* **What you should do**: Provide the number of lines of the records that include "entrance", with no other content.

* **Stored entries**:
#####
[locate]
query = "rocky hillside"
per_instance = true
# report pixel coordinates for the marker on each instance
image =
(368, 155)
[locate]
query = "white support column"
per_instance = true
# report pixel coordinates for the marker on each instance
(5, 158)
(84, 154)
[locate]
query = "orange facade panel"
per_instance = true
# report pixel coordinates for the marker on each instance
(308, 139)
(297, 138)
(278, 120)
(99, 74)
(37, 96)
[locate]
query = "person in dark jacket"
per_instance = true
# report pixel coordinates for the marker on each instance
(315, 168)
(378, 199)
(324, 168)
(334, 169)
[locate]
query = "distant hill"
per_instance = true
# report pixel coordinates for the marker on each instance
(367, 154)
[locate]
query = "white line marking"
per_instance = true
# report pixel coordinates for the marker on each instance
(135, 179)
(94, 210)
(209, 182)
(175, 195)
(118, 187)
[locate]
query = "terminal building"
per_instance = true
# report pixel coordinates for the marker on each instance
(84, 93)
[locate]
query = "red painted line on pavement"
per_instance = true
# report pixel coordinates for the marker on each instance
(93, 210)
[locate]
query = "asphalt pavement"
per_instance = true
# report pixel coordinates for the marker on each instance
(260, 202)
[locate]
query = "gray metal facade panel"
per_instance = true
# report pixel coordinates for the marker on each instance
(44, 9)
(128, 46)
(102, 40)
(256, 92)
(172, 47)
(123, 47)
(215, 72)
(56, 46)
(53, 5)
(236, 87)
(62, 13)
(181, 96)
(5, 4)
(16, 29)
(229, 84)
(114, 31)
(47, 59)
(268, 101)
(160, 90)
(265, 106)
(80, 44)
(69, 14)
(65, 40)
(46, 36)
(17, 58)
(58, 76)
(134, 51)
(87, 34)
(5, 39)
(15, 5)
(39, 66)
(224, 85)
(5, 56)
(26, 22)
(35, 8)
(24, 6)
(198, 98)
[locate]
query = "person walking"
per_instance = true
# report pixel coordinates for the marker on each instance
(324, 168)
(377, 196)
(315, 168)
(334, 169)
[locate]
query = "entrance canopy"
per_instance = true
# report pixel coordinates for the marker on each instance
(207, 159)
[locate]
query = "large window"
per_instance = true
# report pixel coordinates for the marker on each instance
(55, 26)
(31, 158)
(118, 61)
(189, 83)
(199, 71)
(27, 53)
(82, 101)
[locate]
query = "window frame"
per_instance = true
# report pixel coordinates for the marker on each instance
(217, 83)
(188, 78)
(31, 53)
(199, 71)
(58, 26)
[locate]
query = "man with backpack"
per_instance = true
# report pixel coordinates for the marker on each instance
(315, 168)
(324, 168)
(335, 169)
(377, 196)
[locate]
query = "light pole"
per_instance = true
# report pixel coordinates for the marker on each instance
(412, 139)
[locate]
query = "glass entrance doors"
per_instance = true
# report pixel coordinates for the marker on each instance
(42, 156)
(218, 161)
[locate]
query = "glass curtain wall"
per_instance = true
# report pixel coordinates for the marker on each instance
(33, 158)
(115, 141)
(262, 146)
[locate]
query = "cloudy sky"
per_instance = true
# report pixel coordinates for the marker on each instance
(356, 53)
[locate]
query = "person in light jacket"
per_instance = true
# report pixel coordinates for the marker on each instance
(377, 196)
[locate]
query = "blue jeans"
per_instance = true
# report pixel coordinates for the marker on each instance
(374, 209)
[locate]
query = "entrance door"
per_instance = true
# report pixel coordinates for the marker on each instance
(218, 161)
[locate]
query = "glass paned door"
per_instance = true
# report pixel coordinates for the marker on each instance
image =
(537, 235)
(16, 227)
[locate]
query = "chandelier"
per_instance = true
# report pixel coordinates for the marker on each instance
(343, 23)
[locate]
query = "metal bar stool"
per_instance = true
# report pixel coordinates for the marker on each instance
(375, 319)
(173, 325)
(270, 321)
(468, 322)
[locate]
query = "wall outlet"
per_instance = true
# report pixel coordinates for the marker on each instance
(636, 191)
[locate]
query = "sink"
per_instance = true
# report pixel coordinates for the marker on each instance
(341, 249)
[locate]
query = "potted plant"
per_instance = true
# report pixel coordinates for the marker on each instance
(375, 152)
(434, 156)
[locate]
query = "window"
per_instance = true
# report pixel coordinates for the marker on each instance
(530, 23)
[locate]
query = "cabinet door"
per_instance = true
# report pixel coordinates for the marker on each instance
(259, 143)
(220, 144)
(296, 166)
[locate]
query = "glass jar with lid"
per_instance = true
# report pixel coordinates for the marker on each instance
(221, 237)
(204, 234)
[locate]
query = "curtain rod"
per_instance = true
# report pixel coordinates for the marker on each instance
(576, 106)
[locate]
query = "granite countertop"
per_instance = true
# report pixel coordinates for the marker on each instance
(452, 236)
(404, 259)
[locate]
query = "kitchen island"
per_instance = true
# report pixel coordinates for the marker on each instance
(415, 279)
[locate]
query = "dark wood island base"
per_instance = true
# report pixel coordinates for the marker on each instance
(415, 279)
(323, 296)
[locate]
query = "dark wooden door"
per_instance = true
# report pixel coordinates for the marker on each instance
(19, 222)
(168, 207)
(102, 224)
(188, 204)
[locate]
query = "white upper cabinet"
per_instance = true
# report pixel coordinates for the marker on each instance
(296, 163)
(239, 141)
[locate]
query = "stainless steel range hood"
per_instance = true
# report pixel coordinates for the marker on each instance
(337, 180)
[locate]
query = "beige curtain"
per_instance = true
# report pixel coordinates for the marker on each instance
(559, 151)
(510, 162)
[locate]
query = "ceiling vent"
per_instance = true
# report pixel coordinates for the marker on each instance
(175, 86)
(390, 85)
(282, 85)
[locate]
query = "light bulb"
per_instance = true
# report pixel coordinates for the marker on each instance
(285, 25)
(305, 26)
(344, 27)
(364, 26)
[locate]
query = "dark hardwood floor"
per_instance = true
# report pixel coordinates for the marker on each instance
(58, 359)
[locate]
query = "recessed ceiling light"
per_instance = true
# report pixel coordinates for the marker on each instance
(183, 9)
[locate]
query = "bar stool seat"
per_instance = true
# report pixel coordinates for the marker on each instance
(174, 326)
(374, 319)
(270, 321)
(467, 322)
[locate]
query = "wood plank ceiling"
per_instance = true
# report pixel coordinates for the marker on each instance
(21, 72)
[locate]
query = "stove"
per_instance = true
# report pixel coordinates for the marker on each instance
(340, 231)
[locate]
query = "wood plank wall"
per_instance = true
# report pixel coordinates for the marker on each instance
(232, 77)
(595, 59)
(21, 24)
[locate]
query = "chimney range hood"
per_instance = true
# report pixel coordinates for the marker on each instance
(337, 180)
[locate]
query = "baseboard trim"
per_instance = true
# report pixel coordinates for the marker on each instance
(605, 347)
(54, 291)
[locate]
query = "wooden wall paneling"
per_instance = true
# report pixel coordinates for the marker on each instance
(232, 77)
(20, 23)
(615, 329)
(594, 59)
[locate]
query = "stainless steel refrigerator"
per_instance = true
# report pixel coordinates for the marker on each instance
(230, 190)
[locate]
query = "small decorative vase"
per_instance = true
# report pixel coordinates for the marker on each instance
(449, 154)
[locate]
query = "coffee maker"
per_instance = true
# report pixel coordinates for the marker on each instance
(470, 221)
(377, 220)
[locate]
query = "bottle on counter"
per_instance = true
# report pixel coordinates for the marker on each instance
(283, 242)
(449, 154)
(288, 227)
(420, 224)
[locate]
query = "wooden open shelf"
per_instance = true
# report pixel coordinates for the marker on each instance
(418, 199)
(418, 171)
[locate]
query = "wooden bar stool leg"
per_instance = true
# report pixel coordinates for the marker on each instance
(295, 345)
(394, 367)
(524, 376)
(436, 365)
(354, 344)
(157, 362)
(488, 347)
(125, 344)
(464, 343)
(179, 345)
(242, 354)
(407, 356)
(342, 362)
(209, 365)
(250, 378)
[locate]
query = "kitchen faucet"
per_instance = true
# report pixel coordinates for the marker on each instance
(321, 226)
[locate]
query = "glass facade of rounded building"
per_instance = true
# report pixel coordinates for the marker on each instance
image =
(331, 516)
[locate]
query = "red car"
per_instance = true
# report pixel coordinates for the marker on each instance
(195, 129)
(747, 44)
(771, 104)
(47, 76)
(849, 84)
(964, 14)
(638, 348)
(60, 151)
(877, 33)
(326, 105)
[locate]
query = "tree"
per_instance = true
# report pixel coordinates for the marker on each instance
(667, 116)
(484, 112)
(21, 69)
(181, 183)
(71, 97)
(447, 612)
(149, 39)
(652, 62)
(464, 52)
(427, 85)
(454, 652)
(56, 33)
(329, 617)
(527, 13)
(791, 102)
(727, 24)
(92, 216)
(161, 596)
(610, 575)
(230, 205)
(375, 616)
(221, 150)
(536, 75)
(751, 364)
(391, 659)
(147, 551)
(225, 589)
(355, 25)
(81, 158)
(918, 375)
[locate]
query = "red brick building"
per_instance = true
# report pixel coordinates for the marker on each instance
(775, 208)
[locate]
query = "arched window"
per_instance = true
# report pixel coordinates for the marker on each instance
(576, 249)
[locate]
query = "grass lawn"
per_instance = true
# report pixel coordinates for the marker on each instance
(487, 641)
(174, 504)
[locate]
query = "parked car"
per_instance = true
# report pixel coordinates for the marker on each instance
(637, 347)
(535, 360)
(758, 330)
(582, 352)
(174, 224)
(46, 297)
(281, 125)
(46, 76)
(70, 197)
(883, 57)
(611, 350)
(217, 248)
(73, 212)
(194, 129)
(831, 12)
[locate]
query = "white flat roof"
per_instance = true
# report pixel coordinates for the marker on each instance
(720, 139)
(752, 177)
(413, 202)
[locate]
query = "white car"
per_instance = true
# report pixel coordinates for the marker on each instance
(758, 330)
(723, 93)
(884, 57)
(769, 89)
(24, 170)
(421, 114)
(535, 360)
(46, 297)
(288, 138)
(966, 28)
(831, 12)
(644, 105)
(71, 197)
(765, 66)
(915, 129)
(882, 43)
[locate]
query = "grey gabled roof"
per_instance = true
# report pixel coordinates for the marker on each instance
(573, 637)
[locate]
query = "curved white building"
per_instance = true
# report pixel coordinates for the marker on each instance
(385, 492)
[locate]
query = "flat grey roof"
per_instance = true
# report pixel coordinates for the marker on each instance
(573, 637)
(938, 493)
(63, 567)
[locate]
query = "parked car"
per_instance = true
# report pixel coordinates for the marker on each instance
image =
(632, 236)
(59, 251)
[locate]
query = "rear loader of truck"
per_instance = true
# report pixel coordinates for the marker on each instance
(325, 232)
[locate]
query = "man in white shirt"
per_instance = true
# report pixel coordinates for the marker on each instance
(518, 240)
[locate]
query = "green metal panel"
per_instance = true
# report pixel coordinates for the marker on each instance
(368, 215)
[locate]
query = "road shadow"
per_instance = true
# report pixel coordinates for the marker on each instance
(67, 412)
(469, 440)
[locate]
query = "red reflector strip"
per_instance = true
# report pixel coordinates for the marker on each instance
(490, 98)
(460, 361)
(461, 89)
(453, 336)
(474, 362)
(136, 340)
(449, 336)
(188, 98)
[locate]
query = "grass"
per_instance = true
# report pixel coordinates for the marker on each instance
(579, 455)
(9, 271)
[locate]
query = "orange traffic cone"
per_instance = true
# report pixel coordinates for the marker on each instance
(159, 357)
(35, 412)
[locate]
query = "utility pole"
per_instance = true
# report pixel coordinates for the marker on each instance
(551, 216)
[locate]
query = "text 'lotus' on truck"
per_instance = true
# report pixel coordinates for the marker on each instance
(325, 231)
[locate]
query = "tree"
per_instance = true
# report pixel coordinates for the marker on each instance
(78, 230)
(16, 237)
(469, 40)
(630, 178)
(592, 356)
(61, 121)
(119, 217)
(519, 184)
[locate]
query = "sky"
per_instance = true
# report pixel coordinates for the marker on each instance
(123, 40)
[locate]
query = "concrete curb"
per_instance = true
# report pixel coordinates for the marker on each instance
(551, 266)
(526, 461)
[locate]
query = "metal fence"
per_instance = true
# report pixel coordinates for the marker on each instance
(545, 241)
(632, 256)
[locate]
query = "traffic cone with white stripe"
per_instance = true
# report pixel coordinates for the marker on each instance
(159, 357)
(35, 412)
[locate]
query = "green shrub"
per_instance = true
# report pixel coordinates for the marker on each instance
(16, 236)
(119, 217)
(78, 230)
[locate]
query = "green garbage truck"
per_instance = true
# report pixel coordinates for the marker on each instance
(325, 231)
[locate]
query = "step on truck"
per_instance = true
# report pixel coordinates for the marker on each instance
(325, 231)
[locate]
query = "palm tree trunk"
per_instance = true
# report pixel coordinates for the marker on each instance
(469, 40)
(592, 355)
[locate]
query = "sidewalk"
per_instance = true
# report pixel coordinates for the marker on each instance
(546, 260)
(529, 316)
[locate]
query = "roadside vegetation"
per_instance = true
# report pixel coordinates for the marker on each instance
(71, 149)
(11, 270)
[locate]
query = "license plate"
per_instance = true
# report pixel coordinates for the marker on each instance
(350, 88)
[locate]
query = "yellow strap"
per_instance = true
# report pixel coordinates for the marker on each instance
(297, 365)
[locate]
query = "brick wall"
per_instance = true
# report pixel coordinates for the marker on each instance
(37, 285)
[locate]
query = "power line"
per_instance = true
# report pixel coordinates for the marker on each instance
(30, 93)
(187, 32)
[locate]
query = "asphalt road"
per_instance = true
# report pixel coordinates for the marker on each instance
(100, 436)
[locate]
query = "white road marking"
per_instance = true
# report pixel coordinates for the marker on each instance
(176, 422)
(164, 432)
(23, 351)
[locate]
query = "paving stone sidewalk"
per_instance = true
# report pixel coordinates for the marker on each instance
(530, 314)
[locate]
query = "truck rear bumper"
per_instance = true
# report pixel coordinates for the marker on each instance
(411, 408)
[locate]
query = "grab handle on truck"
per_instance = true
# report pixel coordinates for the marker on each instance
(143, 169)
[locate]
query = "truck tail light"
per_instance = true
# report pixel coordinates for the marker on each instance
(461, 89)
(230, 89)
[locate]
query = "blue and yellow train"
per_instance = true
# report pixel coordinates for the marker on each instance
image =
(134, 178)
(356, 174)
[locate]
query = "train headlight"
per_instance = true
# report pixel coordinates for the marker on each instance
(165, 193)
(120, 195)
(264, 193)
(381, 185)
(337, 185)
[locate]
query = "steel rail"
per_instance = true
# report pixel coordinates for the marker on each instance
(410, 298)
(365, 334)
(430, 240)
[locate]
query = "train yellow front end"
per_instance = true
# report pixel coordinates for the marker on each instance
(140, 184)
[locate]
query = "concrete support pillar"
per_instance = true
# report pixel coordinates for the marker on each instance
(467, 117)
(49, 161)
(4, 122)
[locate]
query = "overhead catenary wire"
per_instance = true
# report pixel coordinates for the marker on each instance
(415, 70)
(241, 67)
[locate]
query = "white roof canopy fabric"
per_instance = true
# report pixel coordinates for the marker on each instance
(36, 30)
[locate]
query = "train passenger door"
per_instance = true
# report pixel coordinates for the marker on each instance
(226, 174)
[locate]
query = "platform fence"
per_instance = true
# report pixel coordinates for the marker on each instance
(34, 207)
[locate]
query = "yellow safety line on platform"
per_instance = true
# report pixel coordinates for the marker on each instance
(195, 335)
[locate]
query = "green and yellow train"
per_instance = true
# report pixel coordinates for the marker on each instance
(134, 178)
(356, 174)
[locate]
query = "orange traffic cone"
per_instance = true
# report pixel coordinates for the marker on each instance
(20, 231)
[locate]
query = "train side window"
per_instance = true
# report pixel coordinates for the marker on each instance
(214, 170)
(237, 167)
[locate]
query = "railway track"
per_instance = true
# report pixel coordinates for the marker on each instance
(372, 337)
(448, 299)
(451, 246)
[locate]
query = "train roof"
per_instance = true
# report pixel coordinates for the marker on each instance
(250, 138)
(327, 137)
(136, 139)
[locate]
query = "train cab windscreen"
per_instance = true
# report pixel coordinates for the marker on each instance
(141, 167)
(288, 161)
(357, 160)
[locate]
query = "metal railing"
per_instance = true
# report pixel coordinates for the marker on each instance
#####
* **Response**: 3